_TEKS YANG DITAMPILKAN_.
Kabareskrim Diminta Tuntaskan “Industri Hukum” di Polda Sulsel

Jakarta – Politisi Partai Bulan Bintang, R. Wijaya Dg Mappasomba yang sekaligus Juru Bicara Rajamuddin meminta ketegasan Kabareskrim Polri agar menindak oknum penyidik Polres Bulukumba dan penyidik Polda Sulawesi Selatan yang bekerja tidak berdasarkan Undang-undang atau peraturan yang berlaku. Dimana Rajamuddin bersama kawannya Suhardi Hammado melalui kuasa hukumnya telah mengadukan oknum penyidik tersebut di Bareskrim Polri dan berharap agar keadilan dan kepastian hukum tetap ditegakkan.

“Kami harap kepada Kabareskrim Polri agar menuntaskan aduan Rajamuddin dan Suhardi Hammado,” kata R. Wijaya Dg Mappasomba, Juru Bicara Rajamuddin, Selasa, (22/12/2020).

Bacaan Lainnya

Mantan aktivis HMI Jakarta ini berharap agar penyidik Tahbang Polda Sulawesi Selatan yang melakukan proses penyidikan terhadap Rajamuddin dan Suhardi Hammado saat ini bisa bekerja sesuai dengan Undang-undang atau peraturan yang berlaku.

“Kami harap agar hukum tetap tegak,” pinta Ketua Departemen DPP PBB ini.

Diketahui, Polres Bulukumba menetapkan tersangka terhadap Rajamuddin dan Suhardi Hammado (Pengurus YPLP PGRI Kab. Bulukumba) pada bulan September 2019 atas dugaan tindak pidana membuat surat palsu atau menggunakan alat bukti palsu di persidangan perdata. Namun, alat bukti berupa Akte Jual Beli yang diduga palsu tersebut sudah inkrah atau berkekuatan hukum tetap adalah milik Yayasan Pembina Lembaga Pendidikan Persatuan Guru Republik Indonesia (YPLP-PGRI) Kabupaten Bulukumba, Sulawesi Selatan berdasarkan putusan Pengadilan Negeri Bulukumba Nomor 27/Pdt.G/2012/PN Blk tanggal 30 Juli 2013 jo putusan Mahkamah Agung RI Nomor 1844 K/Pdt/2014 tanggal 16 Desember 2014 jo putusan Mahkamah Agung RI Nomor 194/PK/PDT/2017 tanggal 26 Juli 2017.

_BLOK DATA_.
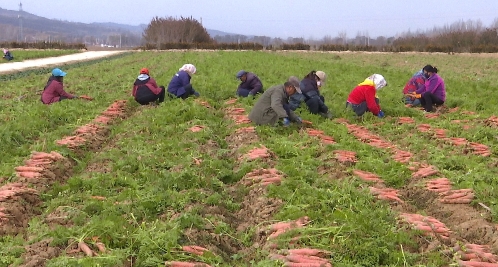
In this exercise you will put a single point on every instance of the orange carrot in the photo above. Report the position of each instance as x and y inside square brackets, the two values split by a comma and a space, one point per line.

_YANG DIKERJAKAN_.
a) Menurut teks yang ditampilkan, pada bulan dan tahun berapa Polres Bulukumba menetapkan Rajamuddin dan Suhardi Hammado sebagai tersangka?
b) Ringkas teks yang ditampilkan dalam dua kalimat.
Data tersebut tidak diperlukan.

_DAFTAR JAWABAN_.
a) Pada bulan September 2019.

b) R. Wijaya Dg Mappasomba, juru bicara Rajamuddin, meminta Kabareskrim Polri menuntaskan aduan Rajamuddin dan Suhardi Hammado terhadap oknum penyidik Polres Bulukumba dan Polda Sulawesi Selatan yang disebut bekerja tidak berdasarkan undang-undang atau peraturan yang berlaku. Keduanya ditetapkan sebagai tersangka oleh Polres Bulukumba pada September 2019 atas dugaan membuat surat palsu atau menggunakan alat bukti palsu, namun Akte Jual Beli yang diduga palsu itu telah dinyatakan milik YPLP-PGRI Kabupaten Bulukumba berdasarkan putusan yang berkekuatan hukum tetap.